• _DATASET EXTRACT_
<<<<
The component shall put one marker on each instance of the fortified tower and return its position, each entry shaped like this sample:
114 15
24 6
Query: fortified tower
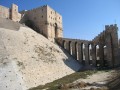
44 20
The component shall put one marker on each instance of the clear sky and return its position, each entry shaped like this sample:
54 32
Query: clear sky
82 19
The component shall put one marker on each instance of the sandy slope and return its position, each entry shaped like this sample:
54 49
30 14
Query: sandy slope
27 59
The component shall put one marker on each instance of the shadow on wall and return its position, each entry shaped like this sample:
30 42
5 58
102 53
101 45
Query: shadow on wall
114 83
71 62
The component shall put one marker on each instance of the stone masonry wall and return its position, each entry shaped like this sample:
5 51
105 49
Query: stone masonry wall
4 12
102 51
47 21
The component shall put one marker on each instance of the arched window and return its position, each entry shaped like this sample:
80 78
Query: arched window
70 47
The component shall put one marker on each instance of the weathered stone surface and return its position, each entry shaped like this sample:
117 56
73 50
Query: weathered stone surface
104 48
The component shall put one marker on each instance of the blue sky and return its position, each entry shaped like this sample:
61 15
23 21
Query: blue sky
82 19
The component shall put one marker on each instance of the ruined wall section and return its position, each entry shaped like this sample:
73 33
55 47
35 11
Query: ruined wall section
37 16
4 12
14 14
54 26
46 20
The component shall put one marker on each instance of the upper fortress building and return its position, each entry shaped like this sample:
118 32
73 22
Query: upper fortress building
43 19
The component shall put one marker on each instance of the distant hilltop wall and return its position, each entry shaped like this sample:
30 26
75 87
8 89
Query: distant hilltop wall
10 13
43 19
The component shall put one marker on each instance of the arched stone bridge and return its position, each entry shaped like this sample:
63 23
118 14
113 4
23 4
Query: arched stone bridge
101 51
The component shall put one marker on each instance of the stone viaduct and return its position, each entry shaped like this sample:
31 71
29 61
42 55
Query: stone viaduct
102 51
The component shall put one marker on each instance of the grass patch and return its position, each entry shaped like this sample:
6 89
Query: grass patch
65 80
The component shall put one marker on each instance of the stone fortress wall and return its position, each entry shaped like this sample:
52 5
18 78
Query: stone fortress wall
4 12
102 51
11 13
45 21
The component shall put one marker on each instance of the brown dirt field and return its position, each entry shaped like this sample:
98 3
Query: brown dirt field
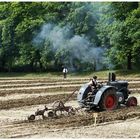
22 97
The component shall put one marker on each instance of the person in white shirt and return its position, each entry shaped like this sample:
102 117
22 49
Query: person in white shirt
65 71
93 83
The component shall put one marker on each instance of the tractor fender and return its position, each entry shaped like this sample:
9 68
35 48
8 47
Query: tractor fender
81 92
100 93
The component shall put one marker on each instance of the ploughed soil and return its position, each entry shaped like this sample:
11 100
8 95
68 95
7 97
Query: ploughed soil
20 98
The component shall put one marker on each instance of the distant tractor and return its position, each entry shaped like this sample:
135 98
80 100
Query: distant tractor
106 97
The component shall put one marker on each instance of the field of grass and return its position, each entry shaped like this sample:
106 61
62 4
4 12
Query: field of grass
101 74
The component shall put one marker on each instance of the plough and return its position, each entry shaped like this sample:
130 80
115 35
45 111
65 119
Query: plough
52 112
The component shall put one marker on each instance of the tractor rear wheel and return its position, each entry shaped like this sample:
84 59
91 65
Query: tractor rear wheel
31 117
132 101
109 100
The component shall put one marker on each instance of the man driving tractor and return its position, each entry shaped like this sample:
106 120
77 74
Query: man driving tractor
93 84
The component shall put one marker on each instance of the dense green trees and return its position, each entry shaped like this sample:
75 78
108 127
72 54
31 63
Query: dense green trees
112 26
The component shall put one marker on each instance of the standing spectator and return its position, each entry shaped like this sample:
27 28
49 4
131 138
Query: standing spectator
65 71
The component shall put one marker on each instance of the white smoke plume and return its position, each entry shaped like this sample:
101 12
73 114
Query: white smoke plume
70 47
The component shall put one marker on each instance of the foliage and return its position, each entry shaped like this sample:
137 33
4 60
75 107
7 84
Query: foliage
114 26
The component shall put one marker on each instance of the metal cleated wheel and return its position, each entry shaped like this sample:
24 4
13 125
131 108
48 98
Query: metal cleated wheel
109 100
51 114
132 101
31 117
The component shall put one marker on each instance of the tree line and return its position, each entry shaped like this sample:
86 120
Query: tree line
113 26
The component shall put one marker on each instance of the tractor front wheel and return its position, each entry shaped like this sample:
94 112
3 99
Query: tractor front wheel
132 101
109 100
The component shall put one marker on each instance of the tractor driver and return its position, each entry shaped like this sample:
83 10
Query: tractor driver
93 84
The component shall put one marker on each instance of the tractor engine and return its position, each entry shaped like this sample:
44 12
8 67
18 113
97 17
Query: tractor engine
106 97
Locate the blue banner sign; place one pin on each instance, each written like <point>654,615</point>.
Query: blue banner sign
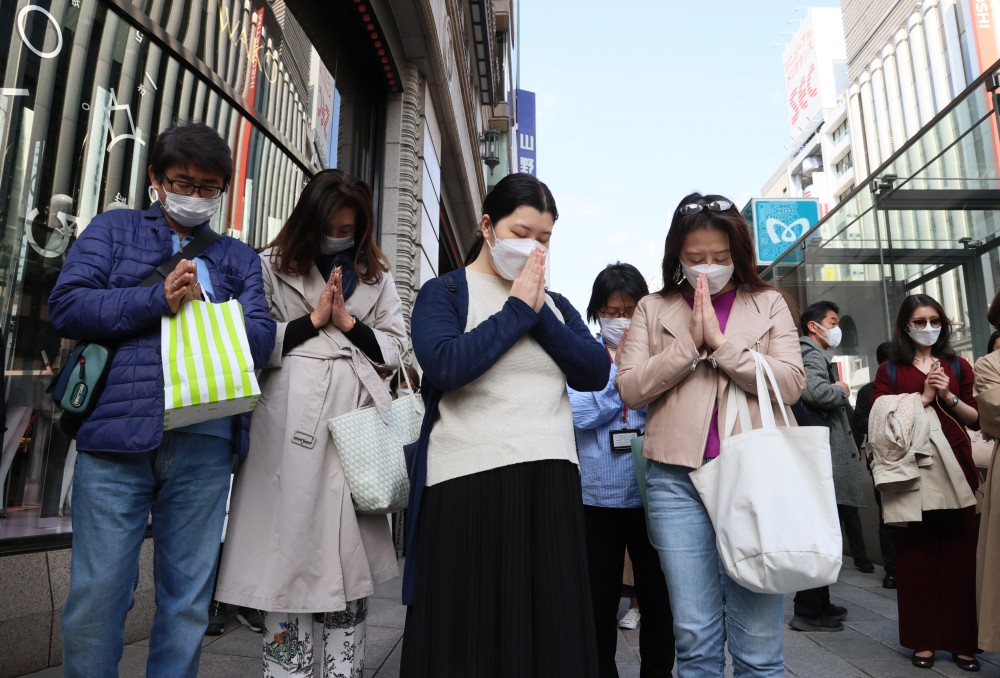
<point>526,158</point>
<point>778,223</point>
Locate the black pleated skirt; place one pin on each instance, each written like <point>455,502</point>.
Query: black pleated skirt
<point>501,587</point>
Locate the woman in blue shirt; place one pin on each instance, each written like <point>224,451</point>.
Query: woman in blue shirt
<point>613,512</point>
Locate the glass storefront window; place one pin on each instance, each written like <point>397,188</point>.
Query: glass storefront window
<point>927,221</point>
<point>86,86</point>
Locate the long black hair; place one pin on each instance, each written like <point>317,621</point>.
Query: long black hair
<point>730,222</point>
<point>616,277</point>
<point>511,192</point>
<point>903,350</point>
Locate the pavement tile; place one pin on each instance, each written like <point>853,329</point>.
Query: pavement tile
<point>240,642</point>
<point>900,668</point>
<point>390,667</point>
<point>380,641</point>
<point>855,647</point>
<point>389,613</point>
<point>818,662</point>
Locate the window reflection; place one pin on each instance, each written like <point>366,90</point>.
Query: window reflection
<point>84,91</point>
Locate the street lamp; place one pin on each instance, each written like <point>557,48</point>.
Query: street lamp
<point>489,148</point>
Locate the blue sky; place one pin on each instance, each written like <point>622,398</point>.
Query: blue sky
<point>641,103</point>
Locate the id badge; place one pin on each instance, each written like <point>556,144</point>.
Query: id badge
<point>621,440</point>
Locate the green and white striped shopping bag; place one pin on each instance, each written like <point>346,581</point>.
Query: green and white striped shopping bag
<point>207,365</point>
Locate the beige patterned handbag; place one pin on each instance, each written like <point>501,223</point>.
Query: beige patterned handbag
<point>370,443</point>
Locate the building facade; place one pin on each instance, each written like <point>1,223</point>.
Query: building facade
<point>410,95</point>
<point>917,122</point>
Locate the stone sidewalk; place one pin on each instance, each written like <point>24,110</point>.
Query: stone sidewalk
<point>867,647</point>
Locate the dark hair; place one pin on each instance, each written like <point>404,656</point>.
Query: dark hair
<point>192,144</point>
<point>511,192</point>
<point>299,240</point>
<point>815,313</point>
<point>730,222</point>
<point>902,345</point>
<point>993,340</point>
<point>883,351</point>
<point>616,277</point>
<point>993,315</point>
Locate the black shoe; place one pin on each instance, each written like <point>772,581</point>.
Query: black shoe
<point>835,612</point>
<point>216,619</point>
<point>966,664</point>
<point>252,618</point>
<point>820,624</point>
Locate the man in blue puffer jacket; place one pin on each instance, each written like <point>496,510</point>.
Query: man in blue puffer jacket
<point>128,465</point>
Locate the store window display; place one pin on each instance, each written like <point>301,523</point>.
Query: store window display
<point>83,87</point>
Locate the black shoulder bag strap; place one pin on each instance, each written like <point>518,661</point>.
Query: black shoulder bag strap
<point>206,236</point>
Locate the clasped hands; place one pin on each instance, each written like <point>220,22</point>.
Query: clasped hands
<point>705,330</point>
<point>182,285</point>
<point>330,307</point>
<point>529,286</point>
<point>936,386</point>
>>>>
• _YOUR INSTRUCTIONS_
The whole listing, pictures excluded, should be output exactly.

• _REPLY_
The component shall put one marker on each instance of the fortified tower and return its position, each entry shaped like this sample:
114 15
24 6
Query: fortified tower
44 20
The component shall put one marker on each instance of the clear sky and return its position, each entry shaped like this sample:
54 32
Query: clear sky
82 19
The component shall put one marker on each instance of the sandy slope and return its position, each entry shaped like this sample:
54 49
30 14
Query: sandy slope
27 59
The component shall put one marker on each instance of the shadow on wall and return its position, each entry shaped like this sample:
30 42
5 58
102 53
101 45
Query: shadow on wall
114 83
71 62
The component shall put one marker on each instance of the stone masonry wall and return its position, each entry shaped like this sample:
5 51
105 49
Query: stone masonry wall
4 12
102 51
47 21
The component shall put one marker on each instance of the arched window and return its position, each entry shaped like this sample:
80 78
Query: arched window
70 47
The component shall put one marker on each instance of the weathered stone surface and return its position, each entry shaped like this sample:
117 56
73 50
Query: weathered stone surface
104 48
The component shall put one marker on each instance of the blue sky and return its position, each entry shaped like this sample:
61 15
23 21
Query: blue sky
82 19
The component shall put one marker on each instance of the ruined wall section and return its position, each entry shaped like this sample:
73 33
55 47
35 11
Query: ruined wall section
37 16
4 12
14 14
54 26
46 20
The component shall put one marker on each instance of the upper fortress building and return its position, each entry shaped like this sample:
118 32
73 22
Query: upper fortress building
43 19
The component shall put one marker on each instance of the distant hilltop wall and return its position, each entry shaped like this sample:
30 26
75 87
8 89
Query: distant hilltop wall
10 13
43 19
The component shall put one marker on each instance of the arched stone bridge and return its position, each entry shaped like this sample:
63 23
118 14
113 4
23 4
Query: arched stone bridge
101 51
The component shall put one marker on each instance of the stone viaduct and return its position, each entry shaped like this sample:
31 71
29 61
42 55
Query: stone viaduct
102 51
The component shall put one marker on each instance of the grass patch and return its position, each entry shaped like this sample:
6 89
Query: grass patch
65 80
The component shall put one marker on each instance of the stone fortress wall and return its position, each entry shaped like this sample:
52 5
18 78
Query: stone fortress wall
4 12
102 51
11 13
45 21
The component shall put one marker on each instance of the brown dirt field and return its position, each entry shaped like this sample:
98 3
Query: brown dirt field
22 97
The component shall put one marker on each instance of the person in white shirt and return its position, each entry shaped like this sample:
102 117
22 49
Query: person in white shirt
65 71
93 83
The component shall put one marker on each instance of the tractor fender and return its position, each entry shaped like this sample:
9 68
35 48
8 47
Query: tractor fender
81 92
100 93
The component shall put one marker on each instance of the ploughed soil and return its position, each entry shaped like this sample:
11 100
8 95
68 95
7 97
Query: ploughed soil
20 98
The component shall put one marker on each instance of the distant tractor and return its position, each entry shaped like this sample:
135 98
80 100
Query: distant tractor
106 97
The component shall put one marker on each instance of the field of grass and return its position, each entry shaped like this sample:
106 61
62 4
4 12
Query: field of grass
101 74
The component shall put one marker on each instance of the plough and return its position, each entry shaped like this sample:
130 80
115 35
45 111
65 119
Query: plough
52 112
The component shall put one marker on each instance of the tractor rear wheel and return its position, each entry shaped like this sample:
84 59
91 65
Query: tractor rear wheel
31 117
132 101
109 100
The component shall put one marker on each instance of the man driving tractor and return its position, each entry shaped like this sample:
106 120
77 74
Query: man driving tractor
93 84
The component shall put one marker on each instance of the dense green trees and return its position, each entry shaped like this sample:
75 78
108 127
72 54
31 63
Query: dense green trees
112 26
The component shall put one marker on each instance of the standing spectator and return its position, each entry shaped like this sample:
27 28
49 4
131 138
Query: standing spectator
65 71
The component shall put one marker on each instance of the white smoke plume and return its position, each entry shaped like this sample:
101 12
73 114
Query: white smoke plume
70 47
The component shall put one marker on each instance of the foliage and return its position, each entry shaped like this sample:
137 33
4 60
75 107
7 84
Query: foliage
114 26
The component shall put one marker on each instance of the metal cleated wheel and return its position, each entry shaped like this sample:
24 4
13 125
131 108
48 98
Query: metal cleated wheel
109 100
51 114
132 101
31 117
The component shall put one marker on each instance of the tree line and return its position, each entry shaped like this sample:
86 120
Query: tree line
113 26
The component shall put one marker on each instance of the tractor front wheel and return its position, each entry shaped like this sample:
94 112
3 99
Query: tractor front wheel
132 101
109 100
The component shall put one marker on each instance of the tractor driver and return its position, each entry shaped like this sample:
83 10
Query: tractor driver
93 84
The component shall put one marker on each instance of the tractor engine and return its position, each entry shaped like this sample:
44 12
8 67
18 113
97 17
Query: tractor engine
106 97
Locate the blue banner sign; place one pin on each instance, each written like <point>654,615</point>.
Query: blue banner sign
<point>526,158</point>
<point>778,223</point>
Locate the black pleated skirt; place one pin on each instance, each written like <point>455,502</point>.
Query: black pleated skirt
<point>501,587</point>
Locate the woman in blue shirt; place one pin on each instance, each written like <point>224,451</point>.
Query: woman in blue shirt
<point>613,512</point>
Locate the glass storefront window; place one pin on each instance, each written like <point>397,188</point>.
Query: glass storefront window
<point>927,221</point>
<point>86,86</point>
Locate the long black hair; place one pin on each instance, each written like <point>317,621</point>.
Query: long black hair
<point>730,222</point>
<point>616,277</point>
<point>511,192</point>
<point>903,350</point>
Locate the pavement tile; place one pin on each instance, each written like <point>853,329</point>.
Query: pavement tile
<point>240,642</point>
<point>900,668</point>
<point>390,667</point>
<point>380,641</point>
<point>855,647</point>
<point>389,613</point>
<point>818,662</point>
Locate the window reflection; place one pin on each instance, each written like <point>366,90</point>.
Query: window reflection
<point>84,91</point>
Locate the street lamp; place one pin on each instance, each written like <point>557,48</point>.
Query: street lamp
<point>489,148</point>
Locate the blue sky; place one pin on each instance, each written like <point>622,398</point>.
Query: blue sky
<point>641,103</point>
Locate the id badge; place one pin on each instance, each written like <point>556,144</point>.
Query: id badge
<point>621,440</point>
Locate the green and white striped shopping bag; place one pin on each instance, each written like <point>346,581</point>.
Query: green and white striped shopping bag
<point>207,365</point>
Locate the beige patterned handbag; place one pin on each instance, each written like <point>501,223</point>.
Query: beige patterned handbag
<point>370,443</point>
Locate the building facade; place one pin on each instance, each written like <point>1,223</point>.
Query: building facade
<point>410,95</point>
<point>917,122</point>
Locate the stone sidewalk; place one pin on each instance, each written like <point>24,110</point>.
Query: stone sidewalk
<point>867,647</point>
Locate the dark hair; place one pin on each instance, each written like <point>404,656</point>.
Query: dark hair
<point>192,144</point>
<point>511,192</point>
<point>299,240</point>
<point>815,313</point>
<point>730,222</point>
<point>902,345</point>
<point>993,340</point>
<point>883,351</point>
<point>616,277</point>
<point>993,315</point>
Locate the black shoe; place one pin on each instance, each written like <point>772,581</point>.
Query: black shoe
<point>835,612</point>
<point>216,619</point>
<point>966,664</point>
<point>252,618</point>
<point>820,624</point>
Locate the man in blue puffer jacket; place one pin on each instance, each written like <point>496,510</point>.
Query: man in blue puffer jacket
<point>128,465</point>
Locate the store window display; place one pin on each instance, each written like <point>301,523</point>.
Query: store window display
<point>83,87</point>
Locate the black shoulder bag strap; place one pin on each instance, each written like <point>518,661</point>.
Query: black shoulder bag strap
<point>206,236</point>
Locate the clasped hands; place one pin on each instance, each written like <point>220,22</point>.
Query: clasped hands
<point>705,330</point>
<point>182,285</point>
<point>330,307</point>
<point>529,286</point>
<point>936,386</point>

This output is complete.